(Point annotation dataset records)
----------------------------------------

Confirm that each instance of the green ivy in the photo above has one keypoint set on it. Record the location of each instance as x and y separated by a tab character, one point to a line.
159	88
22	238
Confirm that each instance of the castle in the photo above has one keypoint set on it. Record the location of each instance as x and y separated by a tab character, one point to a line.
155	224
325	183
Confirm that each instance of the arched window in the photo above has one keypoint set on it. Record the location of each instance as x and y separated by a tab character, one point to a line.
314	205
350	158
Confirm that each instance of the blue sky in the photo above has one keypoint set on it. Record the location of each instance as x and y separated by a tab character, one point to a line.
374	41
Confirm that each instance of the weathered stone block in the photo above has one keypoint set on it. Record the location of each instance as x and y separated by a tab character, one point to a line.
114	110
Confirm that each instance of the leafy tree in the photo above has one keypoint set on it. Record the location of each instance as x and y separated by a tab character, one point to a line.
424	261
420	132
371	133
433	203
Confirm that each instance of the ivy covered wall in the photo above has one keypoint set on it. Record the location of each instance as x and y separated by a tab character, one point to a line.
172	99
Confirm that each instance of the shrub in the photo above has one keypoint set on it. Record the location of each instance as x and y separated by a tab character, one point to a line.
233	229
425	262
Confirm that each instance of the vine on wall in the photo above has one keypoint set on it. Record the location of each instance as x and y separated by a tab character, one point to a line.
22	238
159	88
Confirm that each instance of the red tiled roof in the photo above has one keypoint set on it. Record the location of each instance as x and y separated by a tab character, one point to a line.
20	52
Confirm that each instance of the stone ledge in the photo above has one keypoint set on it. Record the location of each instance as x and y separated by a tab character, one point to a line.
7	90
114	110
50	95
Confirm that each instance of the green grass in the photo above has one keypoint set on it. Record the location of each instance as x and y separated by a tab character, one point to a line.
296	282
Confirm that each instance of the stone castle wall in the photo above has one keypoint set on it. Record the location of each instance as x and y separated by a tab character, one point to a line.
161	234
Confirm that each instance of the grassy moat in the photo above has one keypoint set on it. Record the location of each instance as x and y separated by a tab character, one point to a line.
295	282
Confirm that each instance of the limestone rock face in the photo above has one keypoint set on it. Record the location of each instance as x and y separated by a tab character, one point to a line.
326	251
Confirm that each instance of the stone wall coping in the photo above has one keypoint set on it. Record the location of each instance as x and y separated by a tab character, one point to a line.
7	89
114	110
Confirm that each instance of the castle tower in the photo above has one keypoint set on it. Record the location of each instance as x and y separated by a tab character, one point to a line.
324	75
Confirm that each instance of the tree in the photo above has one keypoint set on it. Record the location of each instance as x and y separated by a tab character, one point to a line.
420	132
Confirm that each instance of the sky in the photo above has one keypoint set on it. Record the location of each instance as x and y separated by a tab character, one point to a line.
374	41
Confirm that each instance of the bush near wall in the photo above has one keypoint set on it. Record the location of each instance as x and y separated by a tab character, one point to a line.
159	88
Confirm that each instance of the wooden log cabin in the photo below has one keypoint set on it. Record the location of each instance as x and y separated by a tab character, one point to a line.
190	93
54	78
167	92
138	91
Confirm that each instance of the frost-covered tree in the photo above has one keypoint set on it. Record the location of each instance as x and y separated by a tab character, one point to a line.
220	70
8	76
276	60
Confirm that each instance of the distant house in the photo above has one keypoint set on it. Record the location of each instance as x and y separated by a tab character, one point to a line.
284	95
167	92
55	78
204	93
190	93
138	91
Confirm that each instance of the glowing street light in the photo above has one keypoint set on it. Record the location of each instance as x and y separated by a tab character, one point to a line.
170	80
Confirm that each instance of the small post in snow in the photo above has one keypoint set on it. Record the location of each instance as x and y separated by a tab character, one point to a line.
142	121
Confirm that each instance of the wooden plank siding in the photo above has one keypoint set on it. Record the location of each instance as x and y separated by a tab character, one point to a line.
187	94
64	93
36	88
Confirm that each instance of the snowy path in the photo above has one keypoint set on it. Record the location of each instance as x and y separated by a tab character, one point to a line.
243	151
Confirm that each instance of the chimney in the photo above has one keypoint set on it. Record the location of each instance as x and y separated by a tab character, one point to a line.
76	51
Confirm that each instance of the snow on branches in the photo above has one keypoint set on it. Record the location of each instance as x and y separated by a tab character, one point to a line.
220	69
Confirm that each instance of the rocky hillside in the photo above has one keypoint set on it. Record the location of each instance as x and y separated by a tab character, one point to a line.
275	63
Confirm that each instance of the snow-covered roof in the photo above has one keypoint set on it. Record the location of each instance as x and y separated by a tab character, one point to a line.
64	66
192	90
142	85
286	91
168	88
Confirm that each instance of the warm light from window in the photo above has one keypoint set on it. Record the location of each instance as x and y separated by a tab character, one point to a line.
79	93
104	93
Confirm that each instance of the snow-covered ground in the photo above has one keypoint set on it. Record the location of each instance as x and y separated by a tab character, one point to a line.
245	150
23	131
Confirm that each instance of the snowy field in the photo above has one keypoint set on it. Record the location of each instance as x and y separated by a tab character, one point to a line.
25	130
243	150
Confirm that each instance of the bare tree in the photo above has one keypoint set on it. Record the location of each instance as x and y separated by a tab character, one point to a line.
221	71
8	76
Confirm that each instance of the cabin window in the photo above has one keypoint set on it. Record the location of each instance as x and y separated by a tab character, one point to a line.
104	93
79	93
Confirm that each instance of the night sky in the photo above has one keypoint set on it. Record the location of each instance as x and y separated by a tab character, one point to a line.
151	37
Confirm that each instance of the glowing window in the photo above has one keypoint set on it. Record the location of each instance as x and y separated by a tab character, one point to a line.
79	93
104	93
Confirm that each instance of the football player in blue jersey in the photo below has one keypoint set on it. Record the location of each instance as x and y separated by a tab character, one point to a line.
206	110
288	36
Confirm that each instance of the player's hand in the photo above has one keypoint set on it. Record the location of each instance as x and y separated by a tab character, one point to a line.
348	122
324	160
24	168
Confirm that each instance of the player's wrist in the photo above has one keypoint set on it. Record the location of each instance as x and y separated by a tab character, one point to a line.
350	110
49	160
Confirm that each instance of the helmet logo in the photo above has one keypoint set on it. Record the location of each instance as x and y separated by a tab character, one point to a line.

----------------------------------------

WHAT THE TASK REQUIRES: Reproduce the data in full, exactly as presented.

RESPONSE BELOW:
Confirm that each instance of the green ivy in the photo above has one keypoint set on it. Record the location of each instance as x and y separated by a tab character, one point to a line.
159	88
22	238
Confirm that each instance of the castle in the photo above has one keypoint set on it. Record the location of each instance as x and y separated by a tab character, one point to a line.
155	224
325	183
Confirm that each instance of the arched window in the photo above has one keypoint set on it. Record the location of each instance as x and y separated by a tab character, one point to a line.
314	205
350	158
Confirm that each instance of the blue sky in the photo above has one keypoint set on it. Record the location of each instance as x and y separated by a tab character, one point to a line.
374	41
Confirm that each instance of the weathered stone block in the photo above has one keypoint set on it. Record the location of each instance as x and y separated by a tab character, one point to a line.
114	110
Confirm that each instance of the leafy tree in the photo above has one keypoint set on it. Record the location of each instance as x and y separated by a tab character, one point to a line.
424	261
420	132
371	133
433	203
Confirm that each instance of the ivy covered wall in the photo above has one keypoint set on it. Record the location of each instance as x and y separated by a tab character, one point to a line.
172	99
Confirm that each instance of the shrub in the photo above has one keypoint set on it. Record the location of each instance as x and y separated by a tab character, one point to a line.
233	229
425	262
Confirm that each instance of the vine on wall in the photo above has one keypoint set on it. Record the location of each instance as x and y separated by a tab character, one point to a line.
22	238
159	88
Confirm that each instance of the red tiled roof in the photo above has one keypoint set on it. Record the location of each instance as x and y separated by a tab character, one point to a line.
20	52
Confirm that each instance of the stone ledge in the photo above has one keypoint set on it. Record the location of each instance as x and y separated by a tab character, one point to a line.
7	90
114	110
50	95
Confirm that each instance of the green grass in the photo above has one keypoint set on it. Record the location of each instance as x and y separated by a tab character, one point to a line.
296	282
Confirm that each instance of the stone castle wall in the photo above has one keypoint set on it. Record the location of each instance as x and y separated by a tab character, one point to a line.
161	234
Confirm that each instance of the grassy moat in the photo above has one keypoint set on it. Record the location of each instance as x and y separated by a tab character, one point to a line.
295	282
Confirm that each instance of the limestone rock face in the photo above has one keypoint set on it. Record the location of each instance as x and y separated by a tab character, one point to a line.
326	251
Confirm that each instance of the stone wall coping in the photo above has one keypoint set on it. Record the location of each instance as x and y separated by a tab character, one point to a line.
7	89
114	110
Confirm that each instance of the castle tower in the photo above has one keypoint set on it. Record the location of each instance as x and y separated by a tab character, one point to a line.
324	75
Confirm that each instance of the tree in the photo above has one keypoint set on it. Record the location of each instance as x and y separated by a tab character, one point to a line.
420	132
Confirm that each instance of the sky in the photo above has one keypoint set on it. Record the location of each instance as x and y separated by a tab character, one point to a line.
374	41
Confirm that each instance of the bush near wall in the photo above has one keypoint set on it. Record the location of each instance as x and y separated by a tab character, one point to a line.
159	88
Confirm that each instance of the wooden log cabin in the photo below has one keypoint set on it. Record the location of each instance as x and y separated by a tab character, one point to a line.
190	93
54	78
167	92
138	91
Confirm that each instance of the frost-covered tree in the photo above has one keypoint set on it. Record the location of each instance as x and y separated by a tab character, one point to a line.
220	70
8	76
276	60
Confirm that each instance of the distant house in the photo above has one keypoint set on it. Record the location of each instance as x and y separated by a tab character, one point to a line.
284	95
167	92
55	78
204	93
190	93
138	91
Confirm that each instance of the glowing street light in the photo above has one keypoint set on it. Record the location of each instance as x and y separated by a tab character, one point to a line.
170	80
Confirm that each instance of the small post in snow in the photo above has one keypoint set on it. Record the location of each instance as x and y separated by a tab character, one point to a line.
142	121
Confirm that each instance of the wooden plank siding in the photo above has one keypoint set on it. Record the location of each instance as x and y separated by a tab character, one point to a line.
187	94
64	93
36	88
Confirm that each instance of the snowy path in the photo above has one keypoint set on it. Record the location of each instance as x and y separated by a tab character, one point to a line.
243	151
Confirm that each instance of the chimney in the photo above has one keypoint set on it. Record the location of each instance as x and y separated by a tab character, one point to a line.
76	51
Confirm that each instance of the snow on branches in the photo above has one keypoint set on it. Record the location of each instance as x and y separated by a tab character, one point to a line.
220	69
Confirm that each instance of the rocky hillside in the photo above has one keypoint set on it. Record the location of each instance as x and y separated by a tab character, one point to a line.
275	63
Confirm that each instance of the snow-covered roof in the photo above has one keypoint set on it. Record the location of each instance as x and y separated by a tab character, one point to a line.
64	66
192	90
142	85
286	91
168	88
Confirm that each instance of the warm light from window in the photo above has one keypoint set on it. Record the location of each instance as x and y separated by a tab character, one point to a line.
79	93
104	93
Confirm that each instance of the snow-covered ground in the photo above has one keypoint set on it. Record the location of each instance as x and y separated by a tab character, one point to a line.
245	150
23	131
Confirm that each instance of the snowy field in the photo above has one keypoint set on it. Record the location of each instance as x and y separated by a tab character, one point to a line.
25	130
243	150
Confirm that each instance of the bare tree in the photo above has one keypoint set on it. Record the location of each instance as x and y separated by a tab character, one point to a line.
221	71
8	76
Confirm that each instance of the cabin window in the photo above has one keypoint set on it. Record the location of each instance as x and y separated by a tab character, one point to a line.
104	93
79	93
Confirm that each instance of the night sky in the photo above has one keypoint set on it. Record the location of each instance as x and y separated by a tab character, one point to a line.
151	37
Confirm that each instance of the glowing window in the photo above has one keypoint set on it. Record the location of each instance as x and y separated by a tab character, one point to a line.
79	93
104	93
Confirm that each instance of the football player in blue jersey in the photo below has one keypoint set on it. Record the location of each instance as x and y separated by a tab character, one point to a line.
206	110
288	36
Confirm that each instance of the player's hand in the photo above has one keypoint set on it. Record the location of each instance as x and y separated by a tab character, one point to a line.
348	122
324	160
24	168
Confirm that each instance of the player's wrist in the photo above has one keypoint set on it. Record the location of each instance as x and y separated by a tab character, one point to a line.
350	110
49	160
Confirm that each instance of the helmet logo in the photo above has one keypoint set on it. Record the location of each instance as x and y separated by a tab character, one point to a line.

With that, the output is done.